Em junho de 1965, com as guias de marcha na mão, dirigimo-nos ao QG, onde nos apresentámos. E depois, como de costume, fui logo até ao parque das viaturas, onde os condutores passavam o dia todo.
Para já, uma boa novidade. Ia passar a receber mais 150 escudos por mês, o que, na altura, dava para algumas coisas. Foi-me distribuída uma GMC, uma camioneta com 10 rodas.
Em Agosto, entrei na secretaria e encontrei o 1º sargento a lançar uns números num papel.
– Meu primeiro, para que são esses números?
Assim fiz, voltei com a notícia para o parque.
Chegado o dia da partida, encontrámo-nos no cais para embarcarmos às 09h00, rumo a Bolama. Quando acabámos de nos concentrar, éramos cerca de cinquenta e tal soldados, vindos de todas as partes da Guiné, alguns meus conhecidos.
Mal chegámos a Bolama fomos fazer a apresentação ao 1º sargento que nos levou à arrecadação e nos distribuiu lençóis e cobertores. Ficámos numa caserna com 60 e tal camas e essa tarde foi para fazermos as camas, as limpezas e para arrumarmos tudo o que havia para arrumar.
No dia seguinte começou a escola. Decorreu tudo bem, desde o primeiro ao último dia. Tivemos um teste de trinta e três perguntas para dar a resposta em 60 minutos. À frente de cada pergunta havia três respostas escritas, duas eram falsas e uma era verdadeira. Bastava fazer uma cruz onde achava que era a certa. Começámos às nove para acabarmos às dez.
O alferes instrutor, no fim do teste, disse-nos:
– Agora vocês vão-se preparar para regressar ainda hoje. Os resultados vão para as vossas companhias.
Uns colegas não queriam regressar sem saber os resultados. Eu era contra, mas a maioria queria mesmo saber. Então o alferes convocou os sargentos para o ajudarem a corrigir.

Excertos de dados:
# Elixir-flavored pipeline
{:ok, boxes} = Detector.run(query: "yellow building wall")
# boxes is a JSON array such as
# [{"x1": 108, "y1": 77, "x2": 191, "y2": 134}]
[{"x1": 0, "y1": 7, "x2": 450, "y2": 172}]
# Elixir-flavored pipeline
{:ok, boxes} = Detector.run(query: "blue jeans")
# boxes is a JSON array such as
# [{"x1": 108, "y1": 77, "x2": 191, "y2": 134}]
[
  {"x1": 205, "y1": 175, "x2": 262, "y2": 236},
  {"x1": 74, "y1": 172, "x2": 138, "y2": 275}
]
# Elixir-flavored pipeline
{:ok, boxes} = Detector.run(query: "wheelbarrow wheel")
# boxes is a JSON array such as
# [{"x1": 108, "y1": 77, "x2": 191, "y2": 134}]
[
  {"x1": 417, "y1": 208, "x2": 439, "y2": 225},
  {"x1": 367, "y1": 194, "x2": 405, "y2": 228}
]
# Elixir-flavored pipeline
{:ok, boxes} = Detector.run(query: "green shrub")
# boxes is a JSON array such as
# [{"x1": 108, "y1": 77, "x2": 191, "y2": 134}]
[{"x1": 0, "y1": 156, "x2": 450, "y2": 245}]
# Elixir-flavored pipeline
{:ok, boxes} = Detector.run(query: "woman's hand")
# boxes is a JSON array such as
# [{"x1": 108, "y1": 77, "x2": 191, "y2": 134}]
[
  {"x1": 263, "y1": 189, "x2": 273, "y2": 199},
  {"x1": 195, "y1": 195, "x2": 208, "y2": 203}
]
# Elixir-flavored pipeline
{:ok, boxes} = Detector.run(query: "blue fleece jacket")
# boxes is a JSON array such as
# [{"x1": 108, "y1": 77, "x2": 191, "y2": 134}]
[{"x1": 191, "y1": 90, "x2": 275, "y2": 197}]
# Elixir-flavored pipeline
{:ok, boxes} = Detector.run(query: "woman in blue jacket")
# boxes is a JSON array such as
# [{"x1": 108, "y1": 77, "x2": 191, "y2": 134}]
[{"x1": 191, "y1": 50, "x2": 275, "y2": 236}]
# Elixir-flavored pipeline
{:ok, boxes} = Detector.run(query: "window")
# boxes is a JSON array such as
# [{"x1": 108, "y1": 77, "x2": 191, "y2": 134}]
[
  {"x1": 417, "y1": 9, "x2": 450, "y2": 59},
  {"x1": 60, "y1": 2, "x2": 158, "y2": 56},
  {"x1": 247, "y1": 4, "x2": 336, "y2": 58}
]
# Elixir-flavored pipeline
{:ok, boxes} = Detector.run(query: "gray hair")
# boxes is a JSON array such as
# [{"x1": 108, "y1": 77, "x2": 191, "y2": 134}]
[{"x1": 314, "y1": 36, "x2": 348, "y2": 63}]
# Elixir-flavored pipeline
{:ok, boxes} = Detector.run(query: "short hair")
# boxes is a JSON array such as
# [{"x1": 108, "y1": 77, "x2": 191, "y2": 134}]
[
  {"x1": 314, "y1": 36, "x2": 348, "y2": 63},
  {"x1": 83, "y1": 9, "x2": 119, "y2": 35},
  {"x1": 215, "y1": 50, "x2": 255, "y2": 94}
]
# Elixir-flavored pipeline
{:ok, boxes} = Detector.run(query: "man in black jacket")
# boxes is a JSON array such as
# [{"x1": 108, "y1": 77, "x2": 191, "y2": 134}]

**Ordem de trabalho**
Transcreva, sem qualquer alteração, o trecho do relato que começa em "No dia seguinte" e termina em "ajudarem a corrigir.".

**Resposta à tarefa**
No dia seguinte começou a escola. Decorreu tudo bem, desde o primeiro ao último dia. Tivemos um teste de trinta e três perguntas para dar a resposta em 60 minutos. À frente de cada pergunta havia três respostas escritas, duas eram falsas e uma era verdadeira. Bastava fazer uma cruz onde achava que era a certa. Começámos às nove para acabarmos às dez.
O alferes instrutor, no fim do teste, disse-nos:
– Agora vocês vão-se preparar para regressar ainda hoje. Os resultados vão para as vossas companhias.
Uns colegas não queriam regressar sem saber os resultados. Eu era contra, mas a maioria queria mesmo saber. Então o alferes convocou os sargentos para o ajudarem a corrigir.